Lineage: the debt we owe our piano teachers

A few weeks ago, at the end of a day when I felt I’d been flayed alive by the horrors depicted in the news, and the personal horror of my mother’s deterioration in hospice, I walked into a local art gallery I’d never visited. What I hadn’t anticipated when I passed through the front door was that I was crossing a threshold into a place of beauty, peace, color, life, and nobility—a place where all that is good in humanity was showcased and celebrated. A Mason & Hamlin grand piano sat in the corner of one room. At the gallery owner’s request, I sat down and played Gershwin—the music that seemed the perfect companion to the art hanging on the walls and piled on tables and stands. When I left the gallery an hour later, I was as refreshed as if I’d been on vacation.

That gallery visit, and the way the artwork and space allowed me to transcend myself, reminded me of crossing the threshold of Leonard Richter’s studio when I was an undergraduate. In his sunlit space, I walked away from fights with my boyfriend or concerns about exams to dwell in the soul-cleansing world of Bach, Beethoven, Scriabin, and Bartók. That gallery also transported me back to my mid-20s, to Jill Timmons’ 2-hour master classes for professional pianists where we dwelt in an oasis of beautiful sound, life-affirming philosophy, and the convivial community of like-minded players. And, on a deeper level, my gallery visit reminded me that for all the time spent learning technique, fingering, phrasing, and more, the real legacy of piano lessons is the gift of entry into a gracious, transcendent world.

▶ PROVIDED DATA
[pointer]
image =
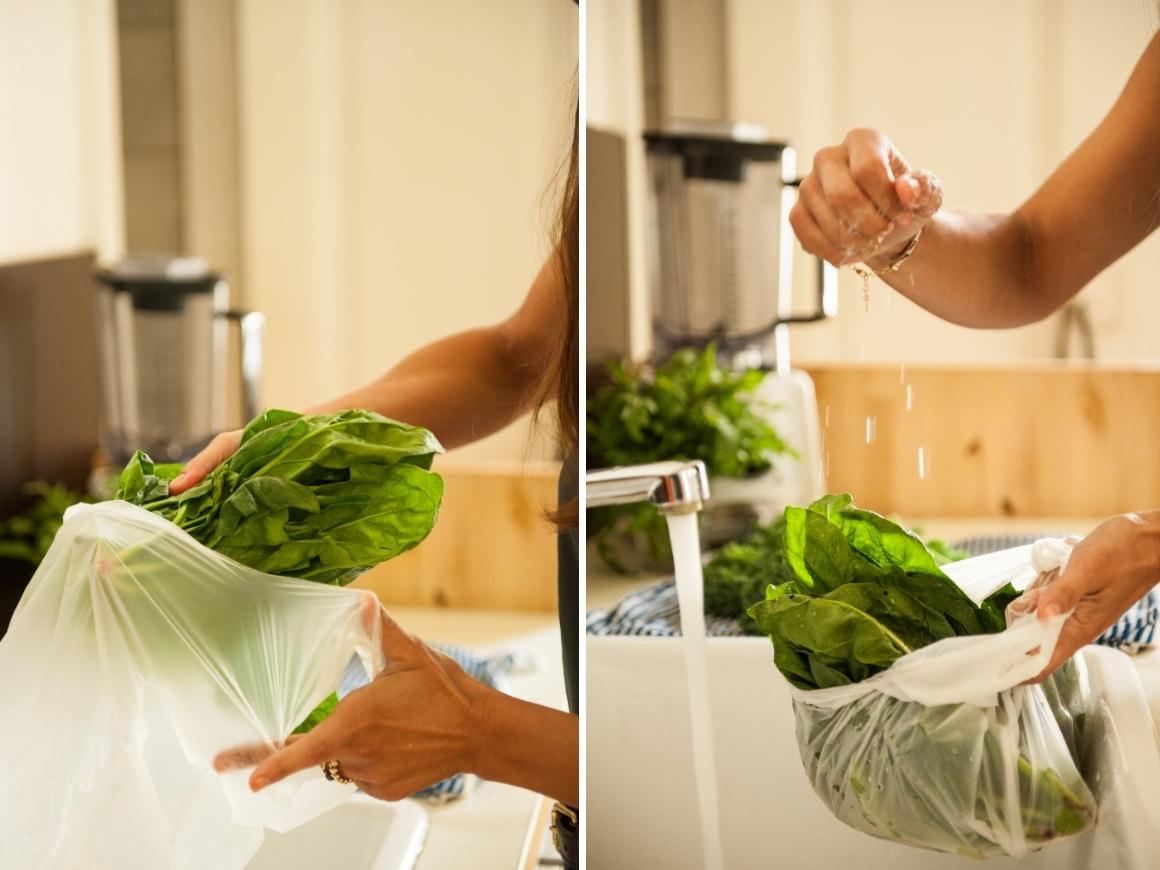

▶ DIRECTIONS
[1] Answer these questions from the essay on piano teachers:
(a) What make of grand piano sat in the gallery?
(b) Whose music did the writer play on it?
(c) How long were Jill Timmons' master classes?
[2] Quote the part of the essay on piano teachers that lies between "Lineage: the debt" and "been on vacation.", inclusive.

▶ THE SOLUTIONS
[1]
(a) A Mason & Hamlin grand piano.
(b) Gershwin's.
(c) Two hours.

[2]
Lineage: the debt we owe our piano teachers

A few weeks ago, at the end of a day when I felt I’d been flayed alive by the horrors depicted in the news, and the personal horror of my mother’s deterioration in hospice, I walked into a local art gallery I’d never visited. What I hadn’t anticipated when I passed through the front door was that I was crossing a threshold into a place of beauty, peace, color, life, and nobility—a place where all that is good in humanity was showcased and celebrated. A Mason & Hamlin grand piano sat in the corner of one room. At the gallery owner’s request, I sat down and played Gershwin—the music that seemed the perfect companion to the art hanging on the walls and piled on tables and stands. When I left the gallery an hour later, I was as refreshed as if I’d been on vacation.